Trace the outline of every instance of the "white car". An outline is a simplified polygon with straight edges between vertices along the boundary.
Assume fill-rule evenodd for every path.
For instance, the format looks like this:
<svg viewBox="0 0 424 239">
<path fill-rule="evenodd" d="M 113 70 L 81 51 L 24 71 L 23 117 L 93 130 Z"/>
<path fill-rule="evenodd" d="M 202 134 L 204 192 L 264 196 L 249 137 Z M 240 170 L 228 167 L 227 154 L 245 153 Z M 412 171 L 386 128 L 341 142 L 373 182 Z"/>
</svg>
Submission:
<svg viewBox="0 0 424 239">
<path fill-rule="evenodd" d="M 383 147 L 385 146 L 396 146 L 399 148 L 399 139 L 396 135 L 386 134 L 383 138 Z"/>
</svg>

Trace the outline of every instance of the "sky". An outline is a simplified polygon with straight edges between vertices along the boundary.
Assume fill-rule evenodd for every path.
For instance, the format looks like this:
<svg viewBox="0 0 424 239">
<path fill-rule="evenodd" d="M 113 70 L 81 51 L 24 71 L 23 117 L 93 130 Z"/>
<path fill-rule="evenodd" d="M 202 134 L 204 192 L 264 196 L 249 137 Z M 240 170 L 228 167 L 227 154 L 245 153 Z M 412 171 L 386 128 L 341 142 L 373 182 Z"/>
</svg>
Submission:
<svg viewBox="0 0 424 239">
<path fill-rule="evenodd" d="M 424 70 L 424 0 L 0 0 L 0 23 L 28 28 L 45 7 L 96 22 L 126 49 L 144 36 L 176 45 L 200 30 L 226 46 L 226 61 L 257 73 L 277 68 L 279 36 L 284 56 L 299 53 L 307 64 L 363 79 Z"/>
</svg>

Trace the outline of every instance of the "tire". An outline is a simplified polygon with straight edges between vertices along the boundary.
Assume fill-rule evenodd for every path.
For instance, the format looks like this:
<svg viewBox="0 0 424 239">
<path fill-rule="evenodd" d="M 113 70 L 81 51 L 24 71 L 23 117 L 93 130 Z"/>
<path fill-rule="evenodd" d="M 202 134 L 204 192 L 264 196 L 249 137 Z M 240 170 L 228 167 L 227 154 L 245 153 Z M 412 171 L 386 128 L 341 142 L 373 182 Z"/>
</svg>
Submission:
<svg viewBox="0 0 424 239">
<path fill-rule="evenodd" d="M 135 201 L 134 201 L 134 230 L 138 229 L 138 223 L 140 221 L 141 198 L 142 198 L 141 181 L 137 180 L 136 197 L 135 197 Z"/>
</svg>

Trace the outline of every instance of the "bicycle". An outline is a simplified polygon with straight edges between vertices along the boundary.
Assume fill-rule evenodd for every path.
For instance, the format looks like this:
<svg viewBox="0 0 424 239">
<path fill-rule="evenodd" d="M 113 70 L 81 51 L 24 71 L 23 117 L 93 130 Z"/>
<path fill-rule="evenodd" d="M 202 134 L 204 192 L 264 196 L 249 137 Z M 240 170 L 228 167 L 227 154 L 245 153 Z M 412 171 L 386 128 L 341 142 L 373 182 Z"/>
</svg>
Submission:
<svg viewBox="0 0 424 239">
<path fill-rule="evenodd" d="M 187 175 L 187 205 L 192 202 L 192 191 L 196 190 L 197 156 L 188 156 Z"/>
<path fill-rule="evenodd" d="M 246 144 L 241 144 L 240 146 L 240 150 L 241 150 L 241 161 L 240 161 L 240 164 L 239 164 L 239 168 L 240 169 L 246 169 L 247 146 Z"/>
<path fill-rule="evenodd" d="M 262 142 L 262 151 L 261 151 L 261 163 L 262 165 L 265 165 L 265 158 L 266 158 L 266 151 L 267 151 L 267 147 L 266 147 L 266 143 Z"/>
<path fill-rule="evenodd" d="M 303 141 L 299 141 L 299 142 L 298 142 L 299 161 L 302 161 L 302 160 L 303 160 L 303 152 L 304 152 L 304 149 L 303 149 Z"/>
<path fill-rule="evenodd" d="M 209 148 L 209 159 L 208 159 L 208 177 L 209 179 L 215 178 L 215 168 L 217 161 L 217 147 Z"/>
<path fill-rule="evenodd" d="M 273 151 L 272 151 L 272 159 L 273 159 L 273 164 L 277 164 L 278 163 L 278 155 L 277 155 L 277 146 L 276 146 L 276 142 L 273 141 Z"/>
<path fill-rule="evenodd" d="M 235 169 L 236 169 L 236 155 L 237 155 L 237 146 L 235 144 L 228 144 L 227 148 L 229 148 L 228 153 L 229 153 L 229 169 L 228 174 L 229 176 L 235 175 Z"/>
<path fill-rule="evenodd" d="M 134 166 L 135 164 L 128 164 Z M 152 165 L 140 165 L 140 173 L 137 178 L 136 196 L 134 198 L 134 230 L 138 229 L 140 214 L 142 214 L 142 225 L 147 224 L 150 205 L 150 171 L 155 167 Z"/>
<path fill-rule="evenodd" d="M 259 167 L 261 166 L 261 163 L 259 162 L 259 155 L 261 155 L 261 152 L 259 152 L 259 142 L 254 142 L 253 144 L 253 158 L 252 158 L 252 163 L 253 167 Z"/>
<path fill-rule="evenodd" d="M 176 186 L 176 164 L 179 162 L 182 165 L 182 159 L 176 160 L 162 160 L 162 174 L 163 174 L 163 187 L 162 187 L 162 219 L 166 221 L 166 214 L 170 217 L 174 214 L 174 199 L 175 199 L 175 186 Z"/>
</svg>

..............................

Print the records above in full, exactly.

Trace the outline of every instance of the "white car". An outline is a simplified polygon with straight edges between vertices along the boundary.
Assume fill-rule evenodd for every path.
For instance, the format looks like this:
<svg viewBox="0 0 424 239">
<path fill-rule="evenodd" d="M 113 70 L 81 51 L 24 71 L 23 117 L 93 130 Z"/>
<path fill-rule="evenodd" d="M 202 134 L 204 192 L 264 196 L 249 137 Z M 240 170 L 228 167 L 227 154 L 245 153 Z M 412 171 L 386 128 L 341 142 L 373 182 Z"/>
</svg>
Submission:
<svg viewBox="0 0 424 239">
<path fill-rule="evenodd" d="M 383 147 L 385 146 L 396 146 L 399 148 L 399 139 L 396 135 L 386 134 L 383 138 Z"/>
</svg>

Trace the outline of every instance of the "sky". An outline is a simplified polygon with straight edges between vertices along the boundary.
Assume fill-rule evenodd for every path.
For instance, the format looks like this:
<svg viewBox="0 0 424 239">
<path fill-rule="evenodd" d="M 113 70 L 81 51 L 24 71 L 23 117 L 93 130 Z"/>
<path fill-rule="evenodd" d="M 202 134 L 204 192 L 264 196 L 249 137 Z M 240 170 L 228 167 L 227 154 L 245 153 Z M 412 171 L 386 128 L 341 142 L 373 182 Z"/>
</svg>
Submission:
<svg viewBox="0 0 424 239">
<path fill-rule="evenodd" d="M 424 70 L 424 0 L 0 0 L 0 23 L 28 28 L 45 7 L 96 22 L 126 49 L 144 36 L 176 45 L 200 30 L 226 46 L 226 61 L 257 73 L 277 68 L 279 36 L 284 56 L 299 53 L 307 64 L 363 79 Z"/>
</svg>

Trace the outline of every instance of the "tire". An outline is a simplified polygon with straight edges between vertices along the boundary.
Assume fill-rule evenodd for every path.
For instance, the format looks like this:
<svg viewBox="0 0 424 239">
<path fill-rule="evenodd" d="M 113 70 L 81 51 L 24 71 L 23 117 L 93 130 Z"/>
<path fill-rule="evenodd" d="M 202 134 L 204 192 L 264 196 L 249 137 Z M 240 170 L 228 167 L 227 154 L 245 153 Z M 412 171 L 386 128 L 341 142 L 373 182 Z"/>
</svg>
Submission:
<svg viewBox="0 0 424 239">
<path fill-rule="evenodd" d="M 135 201 L 134 201 L 134 230 L 138 229 L 138 223 L 140 221 L 141 198 L 142 198 L 141 181 L 137 180 L 136 197 L 135 197 Z"/>
</svg>

Trace the outline of every instance of the "bicycle". An outline is a simplified polygon with straight edges between vertices along the boundary.
Assume fill-rule evenodd for every path.
For instance, the format looks like this:
<svg viewBox="0 0 424 239">
<path fill-rule="evenodd" d="M 113 70 L 81 51 L 24 71 L 23 117 L 93 130 Z"/>
<path fill-rule="evenodd" d="M 202 134 L 204 192 L 264 196 L 249 137 Z M 240 170 L 228 167 L 227 154 L 245 153 Z M 412 171 L 386 128 L 341 142 L 373 182 Z"/>
</svg>
Submission:
<svg viewBox="0 0 424 239">
<path fill-rule="evenodd" d="M 187 175 L 187 205 L 192 202 L 192 191 L 196 190 L 197 156 L 188 156 Z"/>
<path fill-rule="evenodd" d="M 246 144 L 241 144 L 240 146 L 240 150 L 241 150 L 241 161 L 240 161 L 240 164 L 239 164 L 239 168 L 240 169 L 246 169 L 247 146 Z"/>
<path fill-rule="evenodd" d="M 262 142 L 262 151 L 261 151 L 261 163 L 262 165 L 265 165 L 265 158 L 266 158 L 266 151 L 267 151 L 267 147 L 266 147 L 266 143 Z"/>
<path fill-rule="evenodd" d="M 303 141 L 299 141 L 299 142 L 298 142 L 299 161 L 302 161 L 302 160 L 303 160 L 303 152 L 304 152 L 304 149 L 303 149 Z"/>
<path fill-rule="evenodd" d="M 209 148 L 209 159 L 208 159 L 208 177 L 209 179 L 215 178 L 215 168 L 217 161 L 217 147 Z"/>
<path fill-rule="evenodd" d="M 273 151 L 272 151 L 272 159 L 273 159 L 273 164 L 277 164 L 278 163 L 278 155 L 277 155 L 277 146 L 276 146 L 276 142 L 273 141 Z"/>
<path fill-rule="evenodd" d="M 235 169 L 236 169 L 236 155 L 237 155 L 237 146 L 235 144 L 228 144 L 227 148 L 229 148 L 228 153 L 229 153 L 229 169 L 228 174 L 229 176 L 235 175 Z"/>
<path fill-rule="evenodd" d="M 134 166 L 135 164 L 128 164 Z M 152 165 L 140 165 L 140 173 L 137 178 L 136 196 L 134 198 L 134 230 L 138 229 L 140 214 L 142 214 L 142 225 L 147 224 L 150 205 L 150 171 L 155 167 Z"/>
<path fill-rule="evenodd" d="M 259 167 L 261 166 L 261 163 L 259 162 L 259 155 L 261 155 L 261 152 L 259 152 L 259 142 L 254 142 L 253 144 L 253 158 L 252 158 L 252 163 L 253 167 Z"/>
<path fill-rule="evenodd" d="M 176 186 L 176 164 L 179 162 L 182 165 L 182 159 L 176 160 L 162 160 L 162 174 L 163 174 L 163 187 L 162 187 L 162 219 L 166 221 L 166 214 L 170 217 L 174 214 L 174 199 L 175 199 L 175 186 Z"/>
</svg>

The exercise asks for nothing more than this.